Goal of the exercise
What is needed is an exact copy of the records below, without the pictures.

Listed records
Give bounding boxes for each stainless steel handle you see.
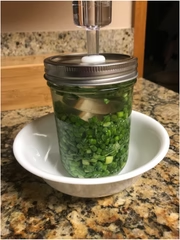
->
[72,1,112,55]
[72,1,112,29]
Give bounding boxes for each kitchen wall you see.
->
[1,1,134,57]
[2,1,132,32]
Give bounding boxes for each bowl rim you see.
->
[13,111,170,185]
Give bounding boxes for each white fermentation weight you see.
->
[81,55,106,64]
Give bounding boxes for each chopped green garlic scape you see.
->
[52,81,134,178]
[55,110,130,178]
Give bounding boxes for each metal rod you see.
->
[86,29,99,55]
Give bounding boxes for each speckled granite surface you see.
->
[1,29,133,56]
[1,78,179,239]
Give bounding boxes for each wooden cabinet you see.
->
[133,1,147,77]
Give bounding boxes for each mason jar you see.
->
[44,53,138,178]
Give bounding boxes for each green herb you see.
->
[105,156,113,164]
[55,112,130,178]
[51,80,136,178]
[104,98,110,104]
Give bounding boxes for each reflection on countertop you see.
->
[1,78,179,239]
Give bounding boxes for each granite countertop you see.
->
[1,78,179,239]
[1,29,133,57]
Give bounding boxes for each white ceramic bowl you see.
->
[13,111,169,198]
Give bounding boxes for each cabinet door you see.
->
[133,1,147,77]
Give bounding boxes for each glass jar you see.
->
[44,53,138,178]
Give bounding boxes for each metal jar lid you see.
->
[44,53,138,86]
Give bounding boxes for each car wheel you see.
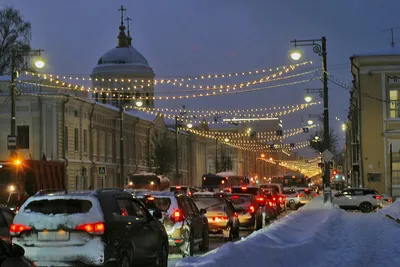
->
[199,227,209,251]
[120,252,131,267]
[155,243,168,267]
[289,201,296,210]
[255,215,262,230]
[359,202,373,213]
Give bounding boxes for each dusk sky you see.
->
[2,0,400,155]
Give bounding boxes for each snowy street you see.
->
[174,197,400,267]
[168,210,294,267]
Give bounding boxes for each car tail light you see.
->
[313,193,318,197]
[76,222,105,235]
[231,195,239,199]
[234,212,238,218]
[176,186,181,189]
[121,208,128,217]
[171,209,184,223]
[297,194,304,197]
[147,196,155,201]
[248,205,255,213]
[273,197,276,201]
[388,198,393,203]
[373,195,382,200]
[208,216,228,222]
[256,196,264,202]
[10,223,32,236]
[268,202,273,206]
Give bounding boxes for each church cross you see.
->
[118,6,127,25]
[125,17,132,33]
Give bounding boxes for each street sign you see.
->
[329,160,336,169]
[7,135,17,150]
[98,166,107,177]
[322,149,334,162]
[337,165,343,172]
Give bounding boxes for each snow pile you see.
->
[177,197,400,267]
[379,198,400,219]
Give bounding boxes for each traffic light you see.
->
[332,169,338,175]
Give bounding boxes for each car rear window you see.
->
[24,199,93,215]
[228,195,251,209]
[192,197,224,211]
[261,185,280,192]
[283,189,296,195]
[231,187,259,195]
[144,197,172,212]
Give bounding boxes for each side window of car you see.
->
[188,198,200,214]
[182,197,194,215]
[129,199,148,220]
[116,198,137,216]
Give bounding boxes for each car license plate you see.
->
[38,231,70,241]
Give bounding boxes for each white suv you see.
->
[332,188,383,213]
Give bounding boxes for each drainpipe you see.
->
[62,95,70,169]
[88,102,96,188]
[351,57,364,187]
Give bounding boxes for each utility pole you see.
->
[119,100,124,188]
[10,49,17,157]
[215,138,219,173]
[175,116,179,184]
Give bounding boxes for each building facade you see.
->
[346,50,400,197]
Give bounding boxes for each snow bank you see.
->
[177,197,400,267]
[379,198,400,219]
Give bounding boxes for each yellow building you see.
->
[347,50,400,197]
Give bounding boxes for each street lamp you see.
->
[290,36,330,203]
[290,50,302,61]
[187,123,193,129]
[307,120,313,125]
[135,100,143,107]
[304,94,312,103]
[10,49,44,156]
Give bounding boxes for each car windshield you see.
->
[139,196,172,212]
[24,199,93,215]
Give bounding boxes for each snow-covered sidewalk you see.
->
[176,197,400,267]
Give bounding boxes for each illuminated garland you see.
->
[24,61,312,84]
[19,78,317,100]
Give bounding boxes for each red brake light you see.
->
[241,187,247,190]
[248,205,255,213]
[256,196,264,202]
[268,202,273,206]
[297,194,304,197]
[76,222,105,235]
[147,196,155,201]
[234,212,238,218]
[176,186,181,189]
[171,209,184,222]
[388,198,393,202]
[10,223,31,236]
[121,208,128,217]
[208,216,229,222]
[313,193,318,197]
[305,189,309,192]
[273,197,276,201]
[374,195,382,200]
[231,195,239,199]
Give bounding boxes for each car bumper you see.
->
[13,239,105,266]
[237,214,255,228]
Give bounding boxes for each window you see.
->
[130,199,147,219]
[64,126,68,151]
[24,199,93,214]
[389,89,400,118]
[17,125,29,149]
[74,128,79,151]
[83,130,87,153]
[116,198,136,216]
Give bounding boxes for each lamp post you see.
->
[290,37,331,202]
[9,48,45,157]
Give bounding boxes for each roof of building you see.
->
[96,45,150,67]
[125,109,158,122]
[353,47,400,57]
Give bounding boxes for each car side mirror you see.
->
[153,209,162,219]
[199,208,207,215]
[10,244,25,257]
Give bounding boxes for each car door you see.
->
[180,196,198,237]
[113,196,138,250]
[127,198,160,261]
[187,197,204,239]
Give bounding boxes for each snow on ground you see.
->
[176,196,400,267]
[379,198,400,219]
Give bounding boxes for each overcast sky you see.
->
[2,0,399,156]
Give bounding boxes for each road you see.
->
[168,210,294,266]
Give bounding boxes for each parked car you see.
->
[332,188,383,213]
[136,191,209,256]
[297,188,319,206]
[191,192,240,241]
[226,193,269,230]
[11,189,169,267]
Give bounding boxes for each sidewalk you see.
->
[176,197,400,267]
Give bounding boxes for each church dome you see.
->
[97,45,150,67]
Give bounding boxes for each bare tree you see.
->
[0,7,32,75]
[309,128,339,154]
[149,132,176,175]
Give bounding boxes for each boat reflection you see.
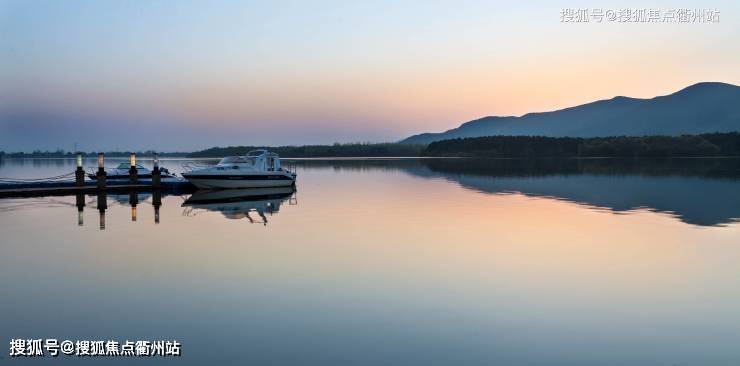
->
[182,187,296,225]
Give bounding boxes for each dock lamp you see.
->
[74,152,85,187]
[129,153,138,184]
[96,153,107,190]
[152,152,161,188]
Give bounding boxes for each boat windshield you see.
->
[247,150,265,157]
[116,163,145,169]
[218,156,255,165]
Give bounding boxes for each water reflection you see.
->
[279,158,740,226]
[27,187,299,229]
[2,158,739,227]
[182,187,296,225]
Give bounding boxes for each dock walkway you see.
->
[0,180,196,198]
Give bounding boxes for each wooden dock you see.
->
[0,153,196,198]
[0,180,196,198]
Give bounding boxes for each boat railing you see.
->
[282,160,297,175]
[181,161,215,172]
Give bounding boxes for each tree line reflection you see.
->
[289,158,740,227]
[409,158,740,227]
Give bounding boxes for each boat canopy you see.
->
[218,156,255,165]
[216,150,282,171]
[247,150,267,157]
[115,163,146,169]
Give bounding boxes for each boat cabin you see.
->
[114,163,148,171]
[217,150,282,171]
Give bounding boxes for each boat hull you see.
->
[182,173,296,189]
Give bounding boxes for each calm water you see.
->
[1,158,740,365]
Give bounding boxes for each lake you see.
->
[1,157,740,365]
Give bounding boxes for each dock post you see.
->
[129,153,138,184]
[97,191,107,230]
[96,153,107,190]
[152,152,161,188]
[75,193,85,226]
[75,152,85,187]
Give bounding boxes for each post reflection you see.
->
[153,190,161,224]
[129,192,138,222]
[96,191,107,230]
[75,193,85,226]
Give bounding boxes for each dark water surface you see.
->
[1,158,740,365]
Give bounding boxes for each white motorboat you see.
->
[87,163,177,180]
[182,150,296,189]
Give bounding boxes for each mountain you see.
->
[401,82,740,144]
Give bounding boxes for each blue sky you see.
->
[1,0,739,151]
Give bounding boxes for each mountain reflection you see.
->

Worked solution
Give bounding boxes for each stainless steel handle you see.
->
[72,1,112,55]
[72,1,112,29]
Give bounding boxes for each kitchen wall you see.
->
[1,1,134,57]
[2,1,132,32]
Give bounding boxes for each bowl rim you see.
->
[13,111,170,185]
Give bounding boxes for each white fermentation weight you see.
->
[81,55,106,64]
Give bounding boxes for each chopped green garlic scape you see.
->
[52,81,134,178]
[55,110,130,178]
Give bounding boxes for each metal rod you see.
->
[86,29,99,55]
Give bounding boxes for each speckled granite surface you see.
->
[1,29,133,56]
[1,78,179,239]
Give bounding boxes for each wooden cabinet you see.
->
[133,1,147,77]
Give bounding boxes for each mason jar you see.
->
[44,53,138,178]
Give bounding boxes for each green herb you see.
->
[105,156,113,164]
[55,112,130,178]
[51,80,136,178]
[104,98,110,104]
Give bounding boxes for each reflection on countertop you see.
->
[1,78,179,239]
Give bounding boxes for each granite countertop you see.
->
[1,78,179,239]
[1,29,133,57]
Give bounding boxes for each white ceramic bowl you see.
->
[13,111,169,198]
Give bounding boxes for each cabinet door you see.
->
[133,1,147,77]
Give bounding boxes for each glass jar you see.
->
[44,53,138,178]
Give bounding boxes for each metal jar lid you see.
->
[44,53,138,86]
Give bounding boxes for each car wheel you see.
->
[199,227,209,251]
[120,252,131,267]
[155,243,168,267]
[289,201,296,210]
[255,215,262,230]
[359,202,373,213]
Give bounding boxes for each dusk sky you see.
->
[2,0,400,155]
Give bounding boxes for each snowy street you see.
->
[174,197,400,267]
[168,210,294,267]
Give bounding boxes for each car tail light you see.
->
[313,193,318,197]
[76,222,105,235]
[231,195,239,199]
[234,212,238,218]
[176,186,181,189]
[121,208,128,217]
[171,209,184,223]
[297,194,304,197]
[147,196,155,201]
[248,205,255,213]
[273,197,276,201]
[388,198,393,203]
[373,195,382,200]
[208,216,228,222]
[256,196,264,202]
[10,223,32,236]
[268,202,273,206]
Give bounding boxes for each church cross you see.
->
[118,6,127,25]
[125,17,132,33]
Give bounding boxes for each street sign you see.
->
[329,160,336,169]
[7,135,17,150]
[98,166,107,177]
[322,149,334,162]
[337,165,343,172]
Give bounding boxes for each snow pile you see.
->
[177,197,400,267]
[379,198,400,219]
Give bounding boxes for each traffic light you see.
->
[332,169,338,175]
Give bounding boxes for each car rear window you see.
->
[24,199,93,215]
[228,195,251,209]
[192,197,224,211]
[261,185,280,192]
[283,189,296,195]
[231,187,259,195]
[144,197,172,212]
Give bounding boxes for each side window of car you see.
->
[188,198,200,214]
[182,197,194,215]
[129,199,148,220]
[116,198,137,216]
Give bounding boxes for each car license plate you see.
->
[38,231,70,241]
Give bounding boxes for each white suv you see.
->
[332,188,383,213]
Give bounding boxes for each drainpipe you see.
->
[62,95,70,169]
[88,102,96,188]
[351,57,364,187]
Give bounding boxes for each utility pole you see.
->
[119,100,124,188]
[10,49,17,157]
[215,138,219,173]
[175,116,179,184]
Give bounding boxes for each building facade you see.
->
[346,50,400,197]
Give bounding boxes for each snow bank you see.
->
[177,197,400,267]
[379,198,400,219]
Give bounding boxes for each yellow building you see.
->
[347,50,400,197]
Give bounding boxes for each street lamp you see.
->
[290,36,330,203]
[290,50,302,61]
[187,123,193,129]
[307,120,313,125]
[135,100,143,107]
[304,94,312,103]
[10,49,44,156]
Give bounding boxes for each car windshield you see.
->
[139,196,172,212]
[24,199,93,215]
Give bounding boxes for each snow-covered sidewalk you see.
->
[176,197,400,267]
Give bounding boxes for each illuminated garland you see.
->
[24,61,312,84]
[19,78,317,100]
Give bounding boxes for each red brake light you see.
->
[241,187,247,190]
[248,205,255,213]
[256,196,264,202]
[268,202,273,206]
[297,194,304,197]
[76,222,105,235]
[147,196,155,201]
[234,212,238,218]
[176,186,181,189]
[171,209,184,222]
[388,198,393,202]
[10,223,31,236]
[121,208,128,217]
[208,216,229,222]
[313,193,318,197]
[305,189,309,192]
[273,197,276,201]
[374,195,382,200]
[231,195,239,199]
Give bounding boxes for each car bumper you see.
->
[13,239,105,266]
[237,214,255,228]
Give bounding boxes for each window you see.
->
[130,199,147,219]
[64,126,68,151]
[24,199,93,214]
[389,89,400,118]
[17,125,29,149]
[74,128,79,151]
[83,130,87,153]
[116,198,136,216]
Give bounding boxes for each lamp post you see.
->
[290,37,331,202]
[9,48,45,157]
Give bounding boxes for each roof of building you see.
->
[96,45,150,67]
[125,109,158,122]
[353,47,400,57]
Give bounding boxes for each car side mirror you see.
->
[153,209,162,219]
[199,208,207,215]
[10,244,25,257]
Give bounding boxes for each car door you see.
->
[180,196,198,237]
[113,196,138,250]
[127,198,160,261]
[187,197,204,239]
Give bounding boxes for each snow on ground you see.
->
[176,196,400,267]
[379,198,400,219]
Give bounding boxes for each overcast sky you see.
->
[2,0,399,156]
Give bounding boxes for each road you see.
->
[168,210,294,266]
Give bounding boxes for each parked car you see.
->
[332,188,383,213]
[136,191,209,256]
[297,188,319,206]
[191,192,240,241]
[226,193,269,230]
[11,189,169,267]
Give bounding boxes for each sidewalk you see.
->
[176,197,400,267]
Give bounding boxes for each church dome you see.
->
[97,45,150,67]
Give bounding boxes for each bare tree you see.
->
[0,7,32,75]
[309,128,339,154]
[149,132,176,175]
Give bounding boxes for each boat reflection you see.
->
[182,187,296,225]
Give bounding boxes for each dock lamp you see.
->
[74,152,85,187]
[129,153,138,184]
[96,153,107,190]
[152,152,161,188]
Give bounding boxes for each boat windshield you see.
->
[247,150,265,157]
[116,163,145,169]
[218,156,255,165]
Give bounding boxes for each water reflection you see.
->
[279,158,740,226]
[27,187,299,229]
[2,158,739,227]
[182,187,296,225]
Give bounding boxes for each dock walkway you see.
->
[0,180,196,198]
Give bounding boxes for each wooden dock you see.
->
[0,153,196,198]
[0,180,196,198]
Give bounding boxes for each boat railing you see.
->
[282,160,297,175]
[181,161,215,172]
Give bounding boxes for each tree line reflection you see.
->
[289,158,740,227]
[409,158,740,227]
Give bounding boxes for each boat canopy you see.
->
[218,156,255,165]
[216,150,282,171]
[247,150,267,157]
[115,163,146,169]
Give bounding boxes for each boat cabin you see.
->
[114,163,148,171]
[217,150,282,171]
Give bounding boxes for each boat hull you see.
->
[182,173,296,189]
Give bounding boxes for each calm water you see.
->
[1,158,740,365]
Give bounding boxes for each lake you see.
->
[1,157,740,365]
Give bounding boxes for each dock post you see.
->
[129,153,138,184]
[97,191,107,230]
[96,153,107,190]
[152,152,161,188]
[75,193,85,226]
[75,152,85,187]
Give bounding boxes for each post reflection you see.
->
[153,190,161,224]
[129,192,138,222]
[96,191,107,230]
[75,193,85,226]
Give bounding boxes for each dark water surface you see.
->
[1,158,740,365]
Give bounding boxes for each white motorboat you see.
->
[87,163,177,180]
[182,150,296,189]
Give bounding boxes for each mountain you see.
->
[401,82,740,144]
Give bounding boxes for each blue sky you see.
->
[1,0,739,151]
Give bounding boxes for each mountain reflection you see.
->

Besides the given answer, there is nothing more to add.